Start of Block
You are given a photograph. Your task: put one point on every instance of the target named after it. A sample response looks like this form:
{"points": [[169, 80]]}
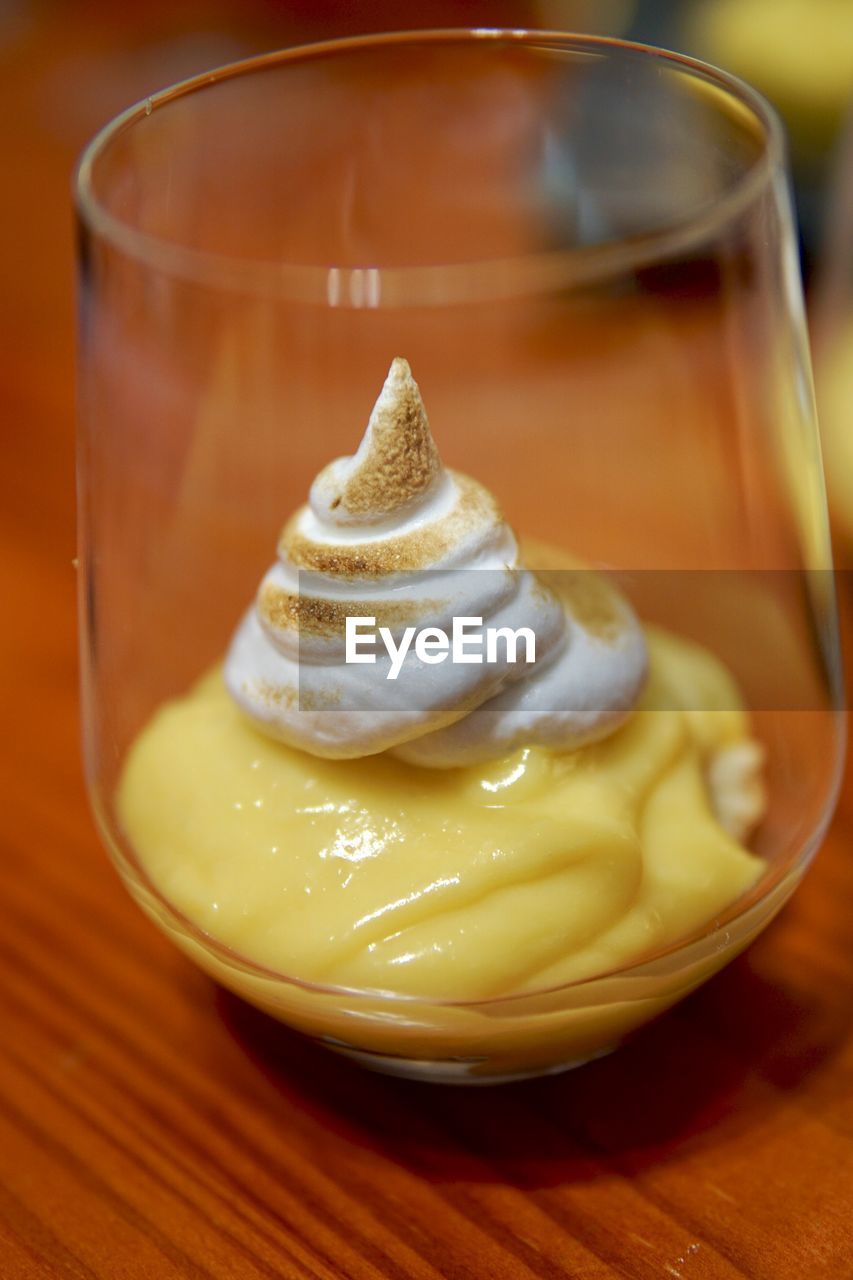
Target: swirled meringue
{"points": [[393, 535]]}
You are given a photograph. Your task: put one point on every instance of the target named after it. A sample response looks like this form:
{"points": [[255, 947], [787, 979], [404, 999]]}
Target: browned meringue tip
{"points": [[396, 462]]}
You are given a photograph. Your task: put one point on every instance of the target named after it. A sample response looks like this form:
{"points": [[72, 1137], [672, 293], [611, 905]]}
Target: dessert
{"points": [[463, 831]]}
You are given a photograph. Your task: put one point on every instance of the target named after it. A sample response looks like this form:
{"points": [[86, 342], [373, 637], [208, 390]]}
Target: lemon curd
{"points": [[466, 883]]}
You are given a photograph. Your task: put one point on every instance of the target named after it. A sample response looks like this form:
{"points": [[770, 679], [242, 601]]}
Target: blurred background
{"points": [[68, 67]]}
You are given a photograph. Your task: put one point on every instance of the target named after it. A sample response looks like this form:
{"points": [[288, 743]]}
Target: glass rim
{"points": [[479, 279]]}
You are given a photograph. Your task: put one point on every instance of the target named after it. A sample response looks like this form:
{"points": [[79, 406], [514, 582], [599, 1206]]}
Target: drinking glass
{"points": [[833, 344], [584, 248]]}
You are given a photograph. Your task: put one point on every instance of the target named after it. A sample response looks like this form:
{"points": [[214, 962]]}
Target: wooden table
{"points": [[154, 1127]]}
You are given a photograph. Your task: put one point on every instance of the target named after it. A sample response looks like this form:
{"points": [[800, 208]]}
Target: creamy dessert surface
{"points": [[459, 835], [463, 883]]}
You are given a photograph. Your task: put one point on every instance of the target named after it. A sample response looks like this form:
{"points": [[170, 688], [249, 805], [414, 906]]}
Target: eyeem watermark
{"points": [[468, 641]]}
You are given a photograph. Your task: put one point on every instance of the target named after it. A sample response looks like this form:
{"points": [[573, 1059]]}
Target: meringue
{"points": [[392, 535]]}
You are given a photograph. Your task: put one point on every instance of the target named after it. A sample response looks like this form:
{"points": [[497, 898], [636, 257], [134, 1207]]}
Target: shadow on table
{"points": [[706, 1072]]}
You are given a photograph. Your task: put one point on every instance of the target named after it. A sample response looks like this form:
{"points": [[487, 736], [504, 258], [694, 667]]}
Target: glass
{"points": [[585, 251], [833, 341]]}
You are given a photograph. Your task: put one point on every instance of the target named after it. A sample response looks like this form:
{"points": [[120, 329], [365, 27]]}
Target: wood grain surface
{"points": [[154, 1127]]}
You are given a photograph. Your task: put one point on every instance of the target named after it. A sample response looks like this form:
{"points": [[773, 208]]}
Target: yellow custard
{"points": [[463, 883]]}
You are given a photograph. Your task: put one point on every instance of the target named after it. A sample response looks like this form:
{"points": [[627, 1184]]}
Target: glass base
{"points": [[457, 1070]]}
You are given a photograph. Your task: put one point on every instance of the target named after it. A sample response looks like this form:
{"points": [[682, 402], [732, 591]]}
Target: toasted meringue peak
{"points": [[396, 464], [393, 535]]}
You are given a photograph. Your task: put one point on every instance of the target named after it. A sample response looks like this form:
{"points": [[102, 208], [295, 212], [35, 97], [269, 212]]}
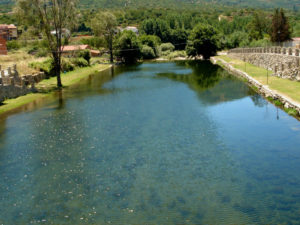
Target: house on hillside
{"points": [[3, 48], [65, 33], [294, 42], [71, 50], [8, 32], [131, 28]]}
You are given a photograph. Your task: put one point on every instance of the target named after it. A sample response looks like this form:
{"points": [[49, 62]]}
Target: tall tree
{"points": [[50, 15], [129, 47], [280, 30], [104, 24], [203, 40], [258, 26]]}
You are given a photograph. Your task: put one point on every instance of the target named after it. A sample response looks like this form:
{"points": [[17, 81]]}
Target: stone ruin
{"points": [[12, 85]]}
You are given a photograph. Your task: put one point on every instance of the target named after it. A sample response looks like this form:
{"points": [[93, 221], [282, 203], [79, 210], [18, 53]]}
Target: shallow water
{"points": [[157, 143]]}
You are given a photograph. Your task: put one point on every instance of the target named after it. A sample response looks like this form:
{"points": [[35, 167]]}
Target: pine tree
{"points": [[280, 30]]}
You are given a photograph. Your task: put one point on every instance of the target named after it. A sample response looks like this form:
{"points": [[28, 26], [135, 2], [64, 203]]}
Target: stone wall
{"points": [[262, 89], [12, 85], [284, 62]]}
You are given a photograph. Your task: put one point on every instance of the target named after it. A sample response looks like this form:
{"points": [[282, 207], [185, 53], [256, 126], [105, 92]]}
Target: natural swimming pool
{"points": [[156, 143]]}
End of Block
All of the listing above must be output exactly, except for its pictures.

You are given a photograph. Your task: put one point on every instance of the target named after it. A sample response looks like this form:
{"points": [[169, 80]]}
Target: swirled meringue
{"points": [[393, 535]]}
You are given a photograph. Your task: put one point on every instance of the target named after it. A sample response looks like this form:
{"points": [[255, 947], [787, 979], [404, 999]]}
Target: browned meringue tip
{"points": [[396, 462]]}
You are given a photograph. Your task: put one point on every instance of the target named after it. A sample response looks like this form:
{"points": [[72, 1137], [672, 293], [611, 905]]}
Target: dessert
{"points": [[463, 831]]}
You are given a photograph. Your task: put one point on every instance of the target named after it. A sample response looks like this form:
{"points": [[86, 342], [373, 637], [208, 390]]}
Target: lemon curd
{"points": [[466, 883]]}
You are given a photograph. Your task: put one point on every instance of the target named after it. A sample response looks like this form:
{"points": [[770, 679], [242, 601]]}
Target: blurred background
{"points": [[68, 67]]}
You are given a photograph. Your task: put one point on every instance of the target named after it. A sample response looks like this form:
{"points": [[288, 743]]}
Target: glass rim
{"points": [[479, 279]]}
You are given a photograph. Your task: put one point on every instance of the target named after it. A sample response looks like this form:
{"points": [[79, 406], [514, 582], [599, 1206]]}
Target: drinking glass
{"points": [[833, 344], [584, 248]]}
You are given a photograph. Your task: put one point on every instance of the target named after it. A sample response looks like this form:
{"points": [[214, 962]]}
Target: wooden table
{"points": [[154, 1127]]}
You are given a photograph. Your task: put one point on every instance of the target named after it. A sample response looks like this form:
{"points": [[800, 208]]}
Target: creamy dessert surface
{"points": [[459, 835], [463, 883]]}
You are given a photograph. Your task: put one point on every instance of the target named after it. A sample response looks like this form:
{"points": [[170, 688], [249, 805], [414, 906]]}
Target: eyeem watermark
{"points": [[468, 641]]}
You are given a photograph. Your task: put one point on every instance of the target named after it. A sample response looks like this form:
{"points": [[573, 1059]]}
Target: meringue
{"points": [[392, 535]]}
You are given a photograph. Your task: put one point on every instance of the target named after it. A sample response looks like this form:
{"points": [[497, 898], [636, 257], [134, 1207]]}
Target: shadow on table
{"points": [[706, 1072]]}
You are given a photograph. Your task: put one point on every instance of the target named after it. A sample response looks like this form:
{"points": [[487, 736], [504, 258], [694, 667]]}
Target: glass
{"points": [[585, 251], [833, 341]]}
You are given a photograph. Your task: put one point on every instance of the target named after it. A sample response looks like this form:
{"points": [[120, 329], [365, 27]]}
Target: wood grain surface
{"points": [[154, 1127]]}
You are given a photograph. Your task: put one point on every instance of the target named after it. A sample response looks like this form:
{"points": [[773, 208]]}
Target: yellow custard
{"points": [[463, 883]]}
You are given a photograph. Your task: put one point on every instance of the target named after it. A sample response looks like this form:
{"points": [[627, 1184]]}
Target: glass base
{"points": [[457, 1070]]}
You are given a photograph. Your task: put one point on every instance of the target named after it. A sample response looks like this form:
{"points": [[682, 402], [732, 591]]}
Target: toasted meringue peak
{"points": [[396, 464], [393, 535]]}
You are given a photograph. Your task: put one point on every instance of the target named after it. A sample response looks like this form:
{"points": [[102, 208], [295, 212], [35, 97], [269, 212]]}
Target: house on hillside
{"points": [[3, 48], [65, 33], [294, 42], [71, 50], [8, 32], [131, 28]]}
You are given a photograph. Your task: put one point on every instance of the target named after it. A sample response looks like this form:
{"points": [[49, 62]]}
Target: tall tree
{"points": [[50, 15], [129, 47], [280, 30], [104, 24], [203, 40], [258, 26]]}
You are given a photograph. Your task: put one point on every instance of the target named after it. A sample response looks like this form:
{"points": [[17, 81]]}
Target: stone ruin
{"points": [[12, 85]]}
You are given a photograph. Your task: put one point on every instance of the target named after it. A sample response looks like this form:
{"points": [[93, 221], [282, 203], [79, 210], [18, 53]]}
Target: shallow water
{"points": [[157, 143]]}
You are given a photograph. Your task: put one point on every instance of the target named after it. A sample response looks like this form:
{"points": [[35, 167]]}
Target: pine tree
{"points": [[280, 30]]}
You are given a photograph. Your task: put one point on every instance of the target named after it. A sample response looks like this form:
{"points": [[28, 26], [135, 2], [64, 203]]}
Target: stone wall
{"points": [[262, 89], [12, 85], [284, 62]]}
You are given a photograph. Your task: put one point on every instance of the target named after it. A sample response looks like this form:
{"points": [[282, 207], [185, 53], [256, 126], [105, 92]]}
Target: natural swimming pool
{"points": [[156, 143]]}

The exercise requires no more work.